start Passage given

Kernel	Slots	Pattern
`gpu_apply_flash_din`	states[0], flash_state[1], flash_din_params[2]	Bidirectional: inject
`gpu_flash_model_step`	states[0], flash_state[1], flash_model_params[2], flash_data[3]	Bidirectional: sample+advance
`gpu_io_step`	states[0], uart_state[1], uart_params[2], uart_channel[3], wb_channel[4], wb_params[5], bus_channel[6], bus_params[7]	Observe-only (UART + Wishbone + AHB/APB bus trace)

All run on thread 0 only — the per-tick work is a trivial FSM step. gpu_io_step combines three logically independent observe-only models, gated by n_uarts > 0, has_trace, and n_buses > 0 respectively.

Config-driven bus monitor (AHB/APB)

The Wishbone trace (build_wb_trace_params) hardcodes one SoC's signal names (cpu.fetch.ibus__cyc, spiflash.ctrl.wb_bus__ack, …) directly in source. The AHB/APB bus tracer generalizes it into a config-driven, protocol-aware monitor that is the model for future bus tracing:

Config (BusTraceConfig): name, protocol (apb3 / ahb-lite / ahb5), hierarchical prefix, addr_bits/data_bits, and optional per-pin signals overrides. Pins default to {prefix}{pin}.
Pin binding: protocol pin names (psel, paddr, …) are resolved to output-state positions via resolve_to_state_pos in trace_signals.rs — the same multi-candidate resolver --trace-signals uses, so Yosys-flattened / scalar-expanded / structural naming all work. The pins are registered as observables before partitioning (via DesignArgs::extra_observable_signals) so they get state-buffer slots.
GPU capture / CPU decode split: the kernel is protocol-agnostic — it packs a raw beat (addr, wdata, rdata, ctrl flags) into the ring buffer on the protocol's gating edge (psel & penable & pready for APB), using rising-edge detection so exactly one beat is recorded per completed transfer. The protocol FSM (phase pairing, burst tracking, response decode) lives in plain, unit-testable Rust in src/sim/models/bus_trace.rs. APB3 is stateless (one beat = one transaction); AHB pairing is the Phase-2 extension.

end Passage given
start Supplied data

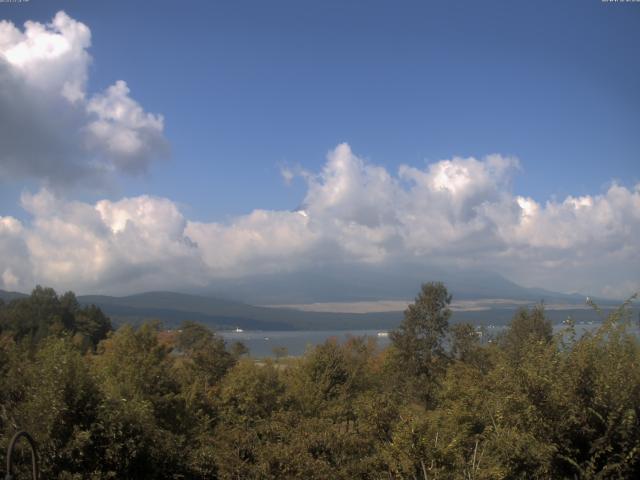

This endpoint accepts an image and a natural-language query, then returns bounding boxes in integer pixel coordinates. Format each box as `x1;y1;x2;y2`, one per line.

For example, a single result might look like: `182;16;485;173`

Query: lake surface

end Supplied data

Problems to work on:
1 - Which kernels appear in the table of the GPU kernel notes? Give every name.
2 - Answer from the GPU kernel notes, one line per part:
(a) Which thread do all the kernels run on?
(b) Which file holds the protocol FSM for bus tracing?
(c) For APB, what condition is the gating edge for packing a beat?
3 - Proceed with the GPU kernel notes from the point where they stop.
The listing has nothing to do with the GPU kernel notes.

Answers per task:
1 - gpu_apply_flash_din, gpu_flash_model_step, gpu_io_step

2 -
(a) Thread 0 only.
(b) src/sim/models/bus_trace.rs
(c) psel & penable & pready

3 -
Output: decoded transactions stream to CSV via --bus-trace-csv; annotated-VCD emission is a planned follow-up.

This is observe-only, so it slots into the existing post-simulate pattern. Migrating the hardcoded WbTrace onto this mechanism (expressing the VexRiscv ibus/dbus as configured buses) is a clean follow-up.

Target architecture

The two patterns (observe-only, bidirectional) and the common conventions (ring buffers, params structs, per-instance config arrays) should be codified so new peripherals follow a template:

Common conventions

Params struct layout: { u32 state_size; u32 n_active; u32 _pad[2]; PerInstanceConfig configs[MAX_N]; } — uniform header, compile-time MAX_N cap.
Ring buffer struct: { u32 write_head; u32 capacity; u32 _pad[2]; T data[CAP]; } — shared across all models producing GPU→CPU output.
Buffer sizing: always MAX_N elements regardless of n_active. Wastes negligible memory for small N.
Guard pattern: for (i = 0; i < n_active && i < MAX_N; i++) replaces the current has_foo != 0 booleans.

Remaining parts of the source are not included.